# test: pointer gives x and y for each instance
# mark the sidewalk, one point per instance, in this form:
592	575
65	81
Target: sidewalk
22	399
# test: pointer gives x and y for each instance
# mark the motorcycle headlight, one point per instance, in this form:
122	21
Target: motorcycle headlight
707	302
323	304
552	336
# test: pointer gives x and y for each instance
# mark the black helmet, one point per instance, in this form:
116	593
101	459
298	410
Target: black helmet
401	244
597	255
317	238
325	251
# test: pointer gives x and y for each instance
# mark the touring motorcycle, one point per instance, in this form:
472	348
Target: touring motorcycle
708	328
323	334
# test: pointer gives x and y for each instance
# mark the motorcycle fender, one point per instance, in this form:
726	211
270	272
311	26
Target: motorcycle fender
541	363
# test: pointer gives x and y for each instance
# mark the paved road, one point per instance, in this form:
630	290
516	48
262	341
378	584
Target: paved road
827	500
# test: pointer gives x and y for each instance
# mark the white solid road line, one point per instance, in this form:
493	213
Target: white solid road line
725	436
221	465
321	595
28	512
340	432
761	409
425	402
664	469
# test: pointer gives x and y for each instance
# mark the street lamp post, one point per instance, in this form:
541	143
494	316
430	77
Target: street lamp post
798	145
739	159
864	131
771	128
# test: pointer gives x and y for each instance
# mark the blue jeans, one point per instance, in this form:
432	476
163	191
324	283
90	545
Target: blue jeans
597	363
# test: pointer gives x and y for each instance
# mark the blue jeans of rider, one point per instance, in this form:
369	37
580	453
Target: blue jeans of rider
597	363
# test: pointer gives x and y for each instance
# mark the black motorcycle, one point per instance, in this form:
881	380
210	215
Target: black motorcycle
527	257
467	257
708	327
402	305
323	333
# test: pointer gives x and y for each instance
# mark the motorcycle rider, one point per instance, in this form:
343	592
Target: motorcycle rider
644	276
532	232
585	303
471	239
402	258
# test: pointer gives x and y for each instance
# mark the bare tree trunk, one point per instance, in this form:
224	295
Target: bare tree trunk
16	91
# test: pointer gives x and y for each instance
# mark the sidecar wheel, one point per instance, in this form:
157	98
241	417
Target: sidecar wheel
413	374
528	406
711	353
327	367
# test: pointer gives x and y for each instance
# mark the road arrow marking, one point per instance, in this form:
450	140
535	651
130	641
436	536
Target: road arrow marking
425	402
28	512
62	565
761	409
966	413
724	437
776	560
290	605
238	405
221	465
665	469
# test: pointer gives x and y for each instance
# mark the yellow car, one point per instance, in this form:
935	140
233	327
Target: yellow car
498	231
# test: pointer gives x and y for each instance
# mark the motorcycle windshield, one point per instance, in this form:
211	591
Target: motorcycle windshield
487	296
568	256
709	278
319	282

> WHAT IS EXPECTED
A word-for-word copy of all the material is the required answer.

> REPLY TO THE TASK
# test: pointer gives x and y for each instance
# mark the sidewalk, one point per instance, in this form:
592	575
65	81
Target: sidewalk
22	399
# test: pointer gives x and y for each instance
# mark the motorcycle headlight, one point per instance, in this form:
122	21
Target: motorcycle headlight
707	302
323	304
552	336
# test: pointer gives x and y for each instance
# mark the black helmet, one point per instance, in this form:
116	593
101	459
298	410
Target: black helmet
401	244
597	255
317	238
325	251
# test: pointer gives x and y for each instance
# mark the touring motorcycle, one point per instance, in this form:
472	348
Target: touring motorcycle
708	328
323	334
# test: pointer gives x and y for each instance
# mark the motorcycle fender, one point per instance, in this form:
726	211
270	272
311	26
Target: motorcycle fender
541	363
# test: pointer gives x and y for each instance
# mark the paved road, one point per instance, in this form:
630	290
516	48
262	341
378	584
Target: paved road
827	500
# test: pointer gives x and y for each instance
# mark the white solid road line, one point per instance, in this form:
493	213
Target: white solid road line
725	436
221	465
321	595
28	512
340	432
761	409
425	402
664	469
# test: pointer gives x and y for each instance
# mark the street lamp post, one point per instance, in this form:
541	143
494	316
430	77
Target: street lamp post
798	145
739	159
864	131
771	128
# test: pointer gives x and y for each instance
# mark the blue jeans, one point per instance, in this form:
432	476
163	191
324	283
90	545
Target: blue jeans
597	363
# test: pointer gives x and y for each instance
# mark the blue jeans of rider, one point per instance, in this form:
369	37
580	453
Target: blue jeans of rider
597	363
# test: pointer gives x and y for each instance
# mark the black motorcycle, one point per instance, in this form:
881	380
210	215
Target: black motorcycle
527	257
467	257
708	327
402	305
323	333
# test: pointer gives x and y for each instance
# mark the motorcycle rider, one point per instance, in this form:
343	592
Target: motorcycle rider
644	276
532	232
585	303
471	239
402	258
# test: pointer gives x and y for each instance
# mark the bare tree trunk, one point per instance, in this form:
224	295
Target: bare tree trunk
16	91
# test: pointer gives x and y for each instance
# mark the sidecar wheel, one point per instance, in this form:
157	98
241	417
Target: sidecar wheel
413	374
528	406
711	353
327	367
# test: pointer gives x and y for each instance
# mark the road arrow marking, one point per instance, in this form:
450	140
535	651
130	641
436	536
Target: road arrow marking
425	402
28	512
62	565
761	409
966	413
724	437
776	560
290	605
238	405
221	465
665	469
# test: pointer gives x and y for each instance
# mark the yellow car, one point per instance, in this form:
935	140
233	327
Target: yellow car
498	231
# test: pointer gives x and y for each instance
# mark the motorcycle windshield, one point per instance, in this form:
211	591
Target: motorcycle windshield
487	296
568	256
709	278
319	282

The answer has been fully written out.